## DIRECTIVE
Could you edit the listing from the line with "[spot] the dark cloud" up to and including the final line of the listing, replacing "robe" with "gown" and changing nothing else? Give back only those lines, without the pictures.

## DATA EXTRACT

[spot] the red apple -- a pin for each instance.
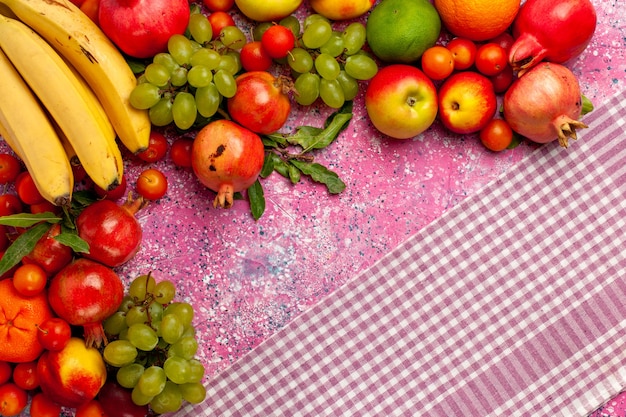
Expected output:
(467, 102)
(141, 28)
(401, 101)
(73, 375)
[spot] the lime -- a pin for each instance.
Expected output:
(400, 31)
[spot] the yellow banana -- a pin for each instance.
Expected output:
(64, 98)
(28, 131)
(83, 43)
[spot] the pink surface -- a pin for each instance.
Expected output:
(247, 278)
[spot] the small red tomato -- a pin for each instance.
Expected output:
(180, 152)
(13, 399)
(114, 194)
(29, 279)
(463, 51)
(10, 167)
(219, 5)
(278, 41)
(254, 57)
(497, 135)
(491, 58)
(25, 375)
(54, 333)
(42, 406)
(151, 184)
(157, 148)
(218, 21)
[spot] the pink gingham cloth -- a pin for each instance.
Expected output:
(511, 304)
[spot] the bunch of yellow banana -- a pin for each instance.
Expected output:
(65, 92)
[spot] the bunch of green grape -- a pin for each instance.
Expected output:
(191, 79)
(327, 63)
(153, 346)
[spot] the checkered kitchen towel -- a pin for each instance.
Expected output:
(511, 304)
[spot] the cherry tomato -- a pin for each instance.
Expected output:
(92, 408)
(254, 57)
(114, 194)
(463, 51)
(13, 399)
(152, 184)
(180, 152)
(219, 20)
(219, 5)
(497, 135)
(10, 167)
(25, 375)
(278, 41)
(27, 190)
(54, 333)
(157, 148)
(10, 204)
(491, 58)
(29, 279)
(5, 372)
(42, 406)
(437, 62)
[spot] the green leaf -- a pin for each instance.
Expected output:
(29, 219)
(22, 246)
(257, 199)
(321, 174)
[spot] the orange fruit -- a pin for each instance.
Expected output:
(478, 20)
(20, 317)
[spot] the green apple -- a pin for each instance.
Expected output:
(401, 101)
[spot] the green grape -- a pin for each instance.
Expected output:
(259, 30)
(139, 398)
(327, 66)
(165, 59)
(186, 347)
(207, 57)
(141, 286)
(168, 401)
(200, 28)
(137, 314)
(161, 113)
(144, 96)
(177, 369)
(292, 23)
(334, 46)
(225, 83)
(142, 336)
(183, 310)
(115, 323)
(157, 74)
(308, 87)
(360, 66)
(331, 93)
(349, 85)
(317, 33)
(128, 375)
(180, 47)
(233, 37)
(178, 77)
(300, 60)
(199, 76)
(354, 37)
(119, 353)
(165, 291)
(197, 370)
(152, 381)
(184, 110)
(193, 392)
(171, 328)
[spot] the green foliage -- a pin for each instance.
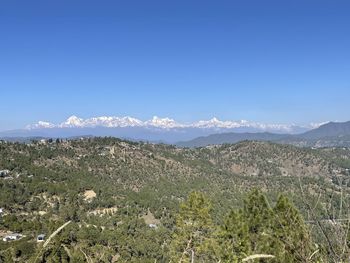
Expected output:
(193, 239)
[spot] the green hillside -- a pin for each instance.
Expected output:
(131, 202)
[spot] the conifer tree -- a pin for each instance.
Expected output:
(234, 238)
(193, 240)
(291, 232)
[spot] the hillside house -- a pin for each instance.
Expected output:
(40, 238)
(4, 173)
(12, 237)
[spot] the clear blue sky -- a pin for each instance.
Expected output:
(268, 61)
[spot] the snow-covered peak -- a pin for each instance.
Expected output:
(164, 123)
(41, 125)
(72, 121)
(168, 123)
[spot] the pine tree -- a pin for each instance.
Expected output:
(291, 232)
(193, 239)
(258, 215)
(234, 238)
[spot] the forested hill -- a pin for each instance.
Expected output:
(123, 198)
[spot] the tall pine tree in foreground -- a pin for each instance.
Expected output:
(193, 239)
(291, 233)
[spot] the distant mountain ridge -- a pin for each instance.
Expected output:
(157, 129)
(332, 134)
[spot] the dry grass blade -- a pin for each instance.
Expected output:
(257, 256)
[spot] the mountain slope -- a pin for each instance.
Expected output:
(331, 129)
(328, 135)
(231, 138)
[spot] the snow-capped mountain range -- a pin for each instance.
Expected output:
(168, 124)
(156, 129)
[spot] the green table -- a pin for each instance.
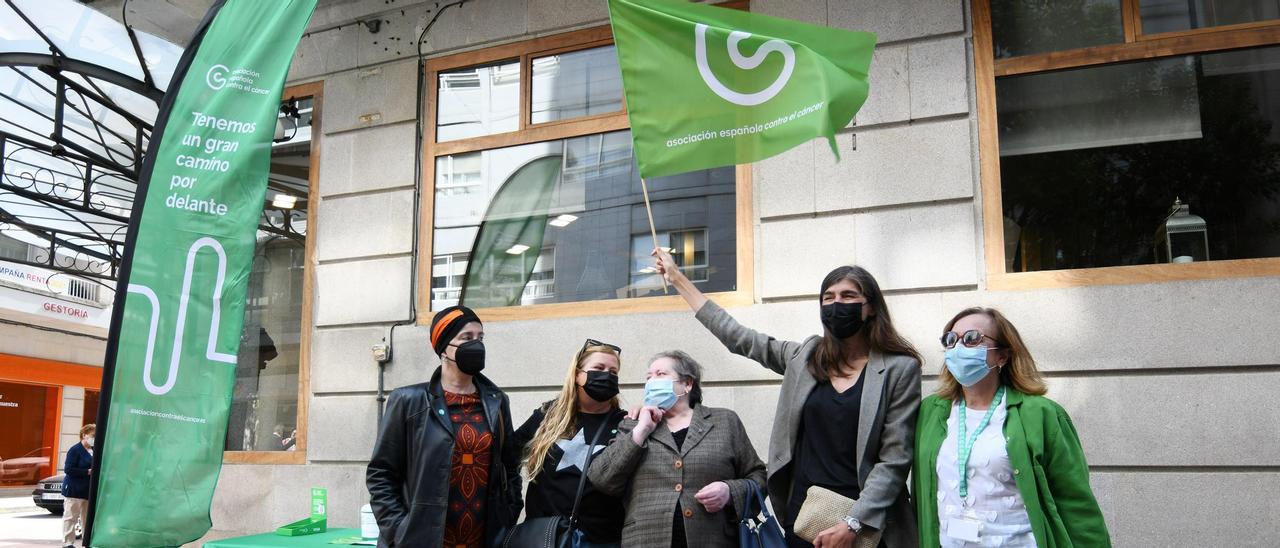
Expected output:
(272, 539)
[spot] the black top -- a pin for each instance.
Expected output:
(677, 526)
(553, 491)
(827, 452)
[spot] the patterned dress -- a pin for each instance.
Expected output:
(469, 475)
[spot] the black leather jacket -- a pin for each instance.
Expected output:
(408, 474)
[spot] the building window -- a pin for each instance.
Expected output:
(1125, 133)
(268, 402)
(538, 197)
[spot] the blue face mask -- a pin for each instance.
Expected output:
(967, 365)
(661, 393)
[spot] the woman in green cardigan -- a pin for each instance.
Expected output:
(1025, 482)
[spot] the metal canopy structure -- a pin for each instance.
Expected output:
(80, 94)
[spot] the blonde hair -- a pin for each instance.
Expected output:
(560, 418)
(1019, 371)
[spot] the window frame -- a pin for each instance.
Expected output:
(528, 133)
(314, 90)
(1136, 46)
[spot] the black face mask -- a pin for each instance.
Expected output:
(469, 356)
(844, 319)
(600, 386)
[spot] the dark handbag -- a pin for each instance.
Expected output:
(754, 531)
(553, 531)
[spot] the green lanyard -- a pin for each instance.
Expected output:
(964, 444)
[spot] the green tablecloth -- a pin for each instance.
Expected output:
(272, 539)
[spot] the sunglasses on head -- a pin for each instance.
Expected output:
(972, 338)
(594, 342)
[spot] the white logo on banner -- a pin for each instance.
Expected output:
(210, 352)
(789, 64)
(216, 77)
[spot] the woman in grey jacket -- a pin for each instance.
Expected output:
(846, 411)
(681, 467)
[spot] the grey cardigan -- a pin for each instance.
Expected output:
(886, 427)
(654, 475)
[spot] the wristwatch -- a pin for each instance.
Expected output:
(854, 525)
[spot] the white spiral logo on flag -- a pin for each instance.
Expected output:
(746, 63)
(216, 313)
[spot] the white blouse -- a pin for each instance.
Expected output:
(993, 494)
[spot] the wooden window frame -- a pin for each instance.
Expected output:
(1136, 46)
(314, 90)
(528, 133)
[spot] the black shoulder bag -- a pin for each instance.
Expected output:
(553, 531)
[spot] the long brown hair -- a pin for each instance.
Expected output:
(1019, 373)
(560, 418)
(881, 334)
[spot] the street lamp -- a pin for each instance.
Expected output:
(1182, 237)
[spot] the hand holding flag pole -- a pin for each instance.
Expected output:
(653, 231)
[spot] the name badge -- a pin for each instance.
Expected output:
(964, 529)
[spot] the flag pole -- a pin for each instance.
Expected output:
(648, 209)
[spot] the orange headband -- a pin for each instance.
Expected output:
(443, 324)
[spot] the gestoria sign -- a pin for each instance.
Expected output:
(41, 305)
(31, 277)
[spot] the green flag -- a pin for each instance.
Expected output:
(176, 329)
(712, 86)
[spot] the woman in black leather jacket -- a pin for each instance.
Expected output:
(443, 471)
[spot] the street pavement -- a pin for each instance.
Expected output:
(22, 524)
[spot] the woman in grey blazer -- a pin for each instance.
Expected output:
(846, 411)
(681, 467)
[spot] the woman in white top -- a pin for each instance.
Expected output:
(996, 462)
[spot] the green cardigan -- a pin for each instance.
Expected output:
(1048, 467)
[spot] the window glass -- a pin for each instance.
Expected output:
(265, 402)
(1024, 27)
(1168, 16)
(26, 415)
(565, 222)
(478, 101)
(1093, 160)
(577, 83)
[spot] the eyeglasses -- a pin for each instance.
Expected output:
(594, 342)
(970, 338)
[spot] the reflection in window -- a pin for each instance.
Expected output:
(265, 401)
(579, 201)
(577, 83)
(686, 247)
(447, 275)
(478, 101)
(1093, 159)
(1024, 27)
(1169, 16)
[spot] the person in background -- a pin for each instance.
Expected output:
(999, 464)
(682, 466)
(845, 418)
(557, 439)
(77, 470)
(446, 471)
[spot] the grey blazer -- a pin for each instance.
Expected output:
(654, 475)
(886, 425)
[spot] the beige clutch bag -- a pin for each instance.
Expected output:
(824, 508)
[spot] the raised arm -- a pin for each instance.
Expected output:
(740, 339)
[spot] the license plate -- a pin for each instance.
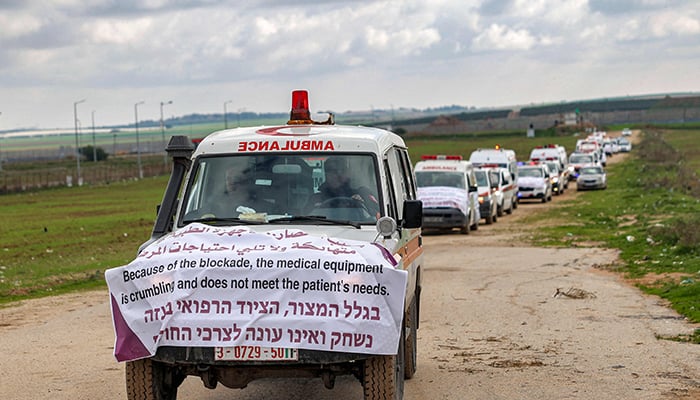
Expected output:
(255, 353)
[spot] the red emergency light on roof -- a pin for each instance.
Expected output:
(300, 114)
(441, 157)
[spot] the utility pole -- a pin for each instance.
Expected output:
(138, 145)
(77, 143)
(94, 146)
(162, 131)
(226, 113)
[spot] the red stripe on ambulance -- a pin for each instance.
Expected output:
(290, 145)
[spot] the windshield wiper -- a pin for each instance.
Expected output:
(317, 218)
(215, 220)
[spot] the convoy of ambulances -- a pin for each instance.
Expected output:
(448, 190)
(496, 157)
(280, 251)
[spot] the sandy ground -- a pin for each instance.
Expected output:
(494, 325)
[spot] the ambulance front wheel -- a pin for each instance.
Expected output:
(149, 380)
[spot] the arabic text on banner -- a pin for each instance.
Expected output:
(225, 286)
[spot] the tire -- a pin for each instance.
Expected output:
(411, 342)
(464, 229)
(383, 376)
(150, 380)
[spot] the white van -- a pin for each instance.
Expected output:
(496, 157)
(250, 271)
(447, 188)
(550, 152)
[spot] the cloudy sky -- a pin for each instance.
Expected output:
(350, 55)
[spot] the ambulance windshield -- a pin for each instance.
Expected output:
(269, 187)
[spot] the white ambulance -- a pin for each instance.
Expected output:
(280, 251)
(449, 192)
(496, 157)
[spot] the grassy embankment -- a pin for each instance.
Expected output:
(63, 239)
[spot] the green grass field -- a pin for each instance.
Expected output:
(59, 240)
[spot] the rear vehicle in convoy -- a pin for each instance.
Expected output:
(624, 145)
(592, 177)
(488, 203)
(495, 157)
(534, 182)
(579, 160)
(506, 191)
(557, 177)
(279, 251)
(448, 191)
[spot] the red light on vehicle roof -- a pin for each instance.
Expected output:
(300, 113)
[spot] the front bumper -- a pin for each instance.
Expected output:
(443, 218)
(531, 192)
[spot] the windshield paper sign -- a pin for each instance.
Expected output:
(227, 286)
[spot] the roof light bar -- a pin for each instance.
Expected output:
(300, 114)
(441, 157)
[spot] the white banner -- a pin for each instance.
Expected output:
(443, 196)
(227, 286)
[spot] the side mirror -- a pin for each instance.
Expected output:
(412, 214)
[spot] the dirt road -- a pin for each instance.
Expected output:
(494, 325)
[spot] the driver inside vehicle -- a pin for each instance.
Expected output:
(337, 189)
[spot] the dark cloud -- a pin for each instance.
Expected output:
(617, 7)
(490, 8)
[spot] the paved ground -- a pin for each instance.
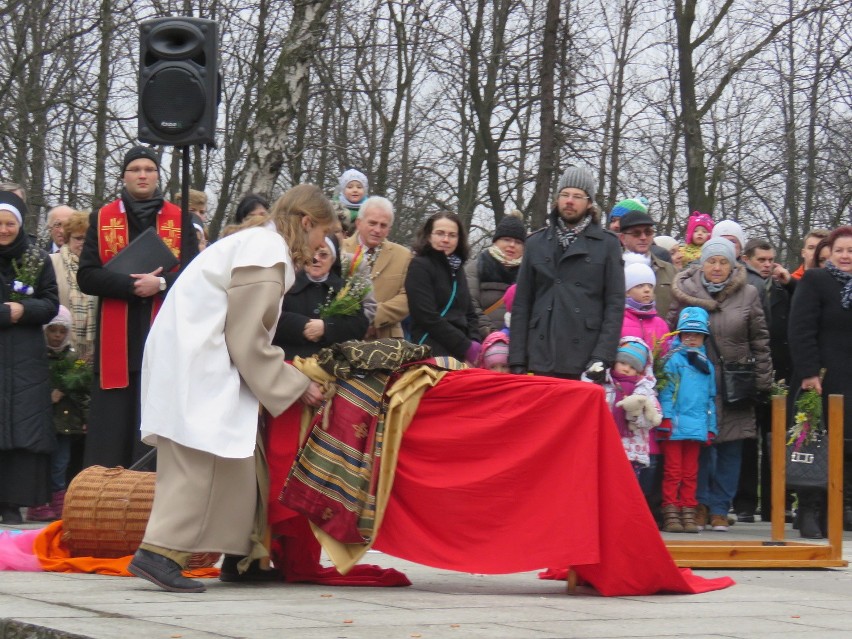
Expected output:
(763, 604)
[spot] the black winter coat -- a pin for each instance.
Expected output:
(429, 285)
(569, 305)
(821, 337)
(301, 304)
(26, 414)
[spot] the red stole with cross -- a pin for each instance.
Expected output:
(113, 237)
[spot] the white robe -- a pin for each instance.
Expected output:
(192, 392)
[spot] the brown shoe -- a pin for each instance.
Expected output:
(671, 519)
(687, 518)
(719, 523)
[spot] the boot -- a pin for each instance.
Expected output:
(57, 502)
(809, 511)
(671, 519)
(687, 518)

## SOLVED PROBLEM
[spot] the dark cloud -- a pin for each instance.
Expected output:
(617, 7)
(490, 8)
[spot] the paved ground -- a pin for each instance.
Expected output:
(763, 604)
[spot] the black winter coat -- a pin for each instance.
Expected output:
(429, 285)
(569, 305)
(821, 337)
(301, 304)
(26, 414)
[spot] the red stole with cross -- a pin for each instance.
Expected output:
(113, 237)
[spot] the white gown -- a pin for each instance.
Expected output:
(192, 392)
[spot] the brown shoe -- a pin for each instance.
Expected output:
(671, 519)
(687, 518)
(719, 523)
[spot] the boot -- a pin for each instance.
Expected output:
(57, 502)
(809, 511)
(671, 519)
(687, 518)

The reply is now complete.